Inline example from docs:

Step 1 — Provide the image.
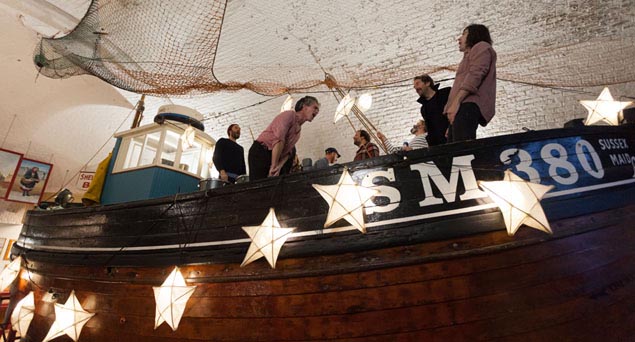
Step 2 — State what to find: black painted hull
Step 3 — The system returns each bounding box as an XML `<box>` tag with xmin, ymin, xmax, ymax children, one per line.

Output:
<box><xmin>15</xmin><ymin>126</ymin><xmax>635</xmax><ymax>267</ymax></box>
<box><xmin>9</xmin><ymin>125</ymin><xmax>635</xmax><ymax>341</ymax></box>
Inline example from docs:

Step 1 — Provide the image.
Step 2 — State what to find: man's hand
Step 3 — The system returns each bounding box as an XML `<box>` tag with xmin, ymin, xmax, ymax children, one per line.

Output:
<box><xmin>219</xmin><ymin>170</ymin><xmax>228</xmax><ymax>182</ymax></box>
<box><xmin>445</xmin><ymin>89</ymin><xmax>469</xmax><ymax>125</ymax></box>
<box><xmin>268</xmin><ymin>164</ymin><xmax>282</xmax><ymax>177</ymax></box>
<box><xmin>444</xmin><ymin>101</ymin><xmax>459</xmax><ymax>124</ymax></box>
<box><xmin>376</xmin><ymin>131</ymin><xmax>386</xmax><ymax>142</ymax></box>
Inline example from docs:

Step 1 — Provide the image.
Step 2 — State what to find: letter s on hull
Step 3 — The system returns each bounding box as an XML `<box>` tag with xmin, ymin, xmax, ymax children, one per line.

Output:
<box><xmin>361</xmin><ymin>169</ymin><xmax>401</xmax><ymax>214</ymax></box>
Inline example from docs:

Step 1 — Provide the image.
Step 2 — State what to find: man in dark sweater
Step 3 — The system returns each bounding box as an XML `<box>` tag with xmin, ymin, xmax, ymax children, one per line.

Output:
<box><xmin>414</xmin><ymin>74</ymin><xmax>450</xmax><ymax>146</ymax></box>
<box><xmin>212</xmin><ymin>124</ymin><xmax>246</xmax><ymax>183</ymax></box>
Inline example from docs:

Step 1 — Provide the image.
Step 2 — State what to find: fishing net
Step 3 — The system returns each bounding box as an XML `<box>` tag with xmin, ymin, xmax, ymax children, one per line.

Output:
<box><xmin>34</xmin><ymin>0</ymin><xmax>635</xmax><ymax>96</ymax></box>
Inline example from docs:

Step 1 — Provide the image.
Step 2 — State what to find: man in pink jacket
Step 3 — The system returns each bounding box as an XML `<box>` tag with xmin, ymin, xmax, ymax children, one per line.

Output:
<box><xmin>444</xmin><ymin>24</ymin><xmax>497</xmax><ymax>142</ymax></box>
<box><xmin>248</xmin><ymin>96</ymin><xmax>320</xmax><ymax>180</ymax></box>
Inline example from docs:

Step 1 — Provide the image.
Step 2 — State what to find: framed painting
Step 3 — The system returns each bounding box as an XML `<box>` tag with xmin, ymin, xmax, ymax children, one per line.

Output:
<box><xmin>0</xmin><ymin>148</ymin><xmax>23</xmax><ymax>199</ymax></box>
<box><xmin>6</xmin><ymin>158</ymin><xmax>53</xmax><ymax>204</ymax></box>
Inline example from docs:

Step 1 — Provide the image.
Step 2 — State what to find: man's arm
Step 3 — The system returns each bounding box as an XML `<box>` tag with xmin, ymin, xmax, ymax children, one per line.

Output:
<box><xmin>269</xmin><ymin>140</ymin><xmax>286</xmax><ymax>176</ymax></box>
<box><xmin>445</xmin><ymin>89</ymin><xmax>470</xmax><ymax>124</ymax></box>
<box><xmin>212</xmin><ymin>140</ymin><xmax>228</xmax><ymax>181</ymax></box>
<box><xmin>460</xmin><ymin>42</ymin><xmax>492</xmax><ymax>94</ymax></box>
<box><xmin>376</xmin><ymin>131</ymin><xmax>398</xmax><ymax>153</ymax></box>
<box><xmin>267</xmin><ymin>112</ymin><xmax>295</xmax><ymax>176</ymax></box>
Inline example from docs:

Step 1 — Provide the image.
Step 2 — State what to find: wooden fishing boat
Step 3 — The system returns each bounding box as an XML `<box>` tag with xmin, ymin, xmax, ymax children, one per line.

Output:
<box><xmin>8</xmin><ymin>124</ymin><xmax>635</xmax><ymax>341</ymax></box>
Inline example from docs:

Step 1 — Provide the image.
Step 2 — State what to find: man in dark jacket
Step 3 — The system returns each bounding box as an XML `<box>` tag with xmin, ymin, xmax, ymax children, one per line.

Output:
<box><xmin>212</xmin><ymin>124</ymin><xmax>246</xmax><ymax>183</ymax></box>
<box><xmin>414</xmin><ymin>74</ymin><xmax>450</xmax><ymax>146</ymax></box>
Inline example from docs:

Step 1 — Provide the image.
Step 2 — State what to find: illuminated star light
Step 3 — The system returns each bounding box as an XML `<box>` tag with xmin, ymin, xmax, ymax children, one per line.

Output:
<box><xmin>356</xmin><ymin>93</ymin><xmax>373</xmax><ymax>113</ymax></box>
<box><xmin>478</xmin><ymin>170</ymin><xmax>554</xmax><ymax>236</ymax></box>
<box><xmin>43</xmin><ymin>290</ymin><xmax>96</xmax><ymax>342</ymax></box>
<box><xmin>312</xmin><ymin>168</ymin><xmax>378</xmax><ymax>233</ymax></box>
<box><xmin>241</xmin><ymin>208</ymin><xmax>296</xmax><ymax>269</ymax></box>
<box><xmin>580</xmin><ymin>87</ymin><xmax>632</xmax><ymax>126</ymax></box>
<box><xmin>0</xmin><ymin>255</ymin><xmax>22</xmax><ymax>291</ymax></box>
<box><xmin>334</xmin><ymin>93</ymin><xmax>355</xmax><ymax>123</ymax></box>
<box><xmin>153</xmin><ymin>267</ymin><xmax>196</xmax><ymax>331</ymax></box>
<box><xmin>281</xmin><ymin>94</ymin><xmax>294</xmax><ymax>112</ymax></box>
<box><xmin>11</xmin><ymin>291</ymin><xmax>35</xmax><ymax>337</ymax></box>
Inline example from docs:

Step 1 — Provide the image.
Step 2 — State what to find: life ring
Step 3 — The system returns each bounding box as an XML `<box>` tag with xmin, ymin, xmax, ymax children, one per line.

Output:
<box><xmin>154</xmin><ymin>112</ymin><xmax>205</xmax><ymax>131</ymax></box>
<box><xmin>154</xmin><ymin>104</ymin><xmax>205</xmax><ymax>131</ymax></box>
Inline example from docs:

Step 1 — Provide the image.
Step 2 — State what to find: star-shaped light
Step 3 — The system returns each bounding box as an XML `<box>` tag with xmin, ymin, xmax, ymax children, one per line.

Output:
<box><xmin>478</xmin><ymin>170</ymin><xmax>554</xmax><ymax>236</ymax></box>
<box><xmin>356</xmin><ymin>93</ymin><xmax>373</xmax><ymax>113</ymax></box>
<box><xmin>281</xmin><ymin>94</ymin><xmax>294</xmax><ymax>112</ymax></box>
<box><xmin>153</xmin><ymin>267</ymin><xmax>196</xmax><ymax>331</ymax></box>
<box><xmin>11</xmin><ymin>291</ymin><xmax>35</xmax><ymax>337</ymax></box>
<box><xmin>43</xmin><ymin>290</ymin><xmax>95</xmax><ymax>342</ymax></box>
<box><xmin>312</xmin><ymin>168</ymin><xmax>378</xmax><ymax>233</ymax></box>
<box><xmin>334</xmin><ymin>93</ymin><xmax>355</xmax><ymax>123</ymax></box>
<box><xmin>241</xmin><ymin>208</ymin><xmax>296</xmax><ymax>268</ymax></box>
<box><xmin>580</xmin><ymin>87</ymin><xmax>632</xmax><ymax>126</ymax></box>
<box><xmin>0</xmin><ymin>256</ymin><xmax>22</xmax><ymax>291</ymax></box>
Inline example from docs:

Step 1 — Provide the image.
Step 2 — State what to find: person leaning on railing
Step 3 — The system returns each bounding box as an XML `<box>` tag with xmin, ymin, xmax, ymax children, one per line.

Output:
<box><xmin>248</xmin><ymin>96</ymin><xmax>320</xmax><ymax>180</ymax></box>
<box><xmin>377</xmin><ymin>119</ymin><xmax>429</xmax><ymax>153</ymax></box>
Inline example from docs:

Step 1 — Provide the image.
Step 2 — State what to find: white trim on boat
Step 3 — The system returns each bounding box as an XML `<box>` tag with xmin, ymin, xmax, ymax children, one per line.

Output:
<box><xmin>543</xmin><ymin>178</ymin><xmax>635</xmax><ymax>198</ymax></box>
<box><xmin>16</xmin><ymin>178</ymin><xmax>635</xmax><ymax>253</ymax></box>
<box><xmin>17</xmin><ymin>203</ymin><xmax>500</xmax><ymax>253</ymax></box>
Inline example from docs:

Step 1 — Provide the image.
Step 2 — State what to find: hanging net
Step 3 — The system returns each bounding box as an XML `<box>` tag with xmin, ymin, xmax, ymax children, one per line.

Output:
<box><xmin>34</xmin><ymin>0</ymin><xmax>635</xmax><ymax>96</ymax></box>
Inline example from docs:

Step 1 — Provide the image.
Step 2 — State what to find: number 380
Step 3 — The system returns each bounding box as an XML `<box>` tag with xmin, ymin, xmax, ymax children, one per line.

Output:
<box><xmin>499</xmin><ymin>139</ymin><xmax>604</xmax><ymax>185</ymax></box>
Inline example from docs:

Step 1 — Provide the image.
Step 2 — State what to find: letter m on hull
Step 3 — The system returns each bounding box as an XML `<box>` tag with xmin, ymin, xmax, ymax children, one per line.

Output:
<box><xmin>410</xmin><ymin>155</ymin><xmax>487</xmax><ymax>207</ymax></box>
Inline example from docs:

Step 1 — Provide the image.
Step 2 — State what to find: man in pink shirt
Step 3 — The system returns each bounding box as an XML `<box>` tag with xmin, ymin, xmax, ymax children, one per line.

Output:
<box><xmin>444</xmin><ymin>24</ymin><xmax>497</xmax><ymax>142</ymax></box>
<box><xmin>248</xmin><ymin>96</ymin><xmax>320</xmax><ymax>180</ymax></box>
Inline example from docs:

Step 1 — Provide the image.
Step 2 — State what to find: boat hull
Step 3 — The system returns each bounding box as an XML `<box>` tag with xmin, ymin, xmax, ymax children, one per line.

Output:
<box><xmin>10</xmin><ymin>125</ymin><xmax>635</xmax><ymax>340</ymax></box>
<box><xmin>16</xmin><ymin>204</ymin><xmax>635</xmax><ymax>341</ymax></box>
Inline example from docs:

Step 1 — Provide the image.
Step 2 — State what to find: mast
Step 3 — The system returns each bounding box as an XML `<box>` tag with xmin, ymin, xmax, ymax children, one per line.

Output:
<box><xmin>131</xmin><ymin>94</ymin><xmax>146</xmax><ymax>129</ymax></box>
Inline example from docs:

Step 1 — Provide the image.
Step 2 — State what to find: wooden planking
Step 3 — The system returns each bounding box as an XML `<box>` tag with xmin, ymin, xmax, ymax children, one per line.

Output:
<box><xmin>22</xmin><ymin>252</ymin><xmax>635</xmax><ymax>341</ymax></box>
<box><xmin>25</xmin><ymin>245</ymin><xmax>635</xmax><ymax>321</ymax></box>
<box><xmin>24</xmin><ymin>215</ymin><xmax>635</xmax><ymax>315</ymax></box>
<box><xmin>17</xmin><ymin>207</ymin><xmax>635</xmax><ymax>341</ymax></box>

- _PROMPT_:
Using the material above, state how many lines carry the word "star", giving the number alone.

- _COMPLETED TASK_:
2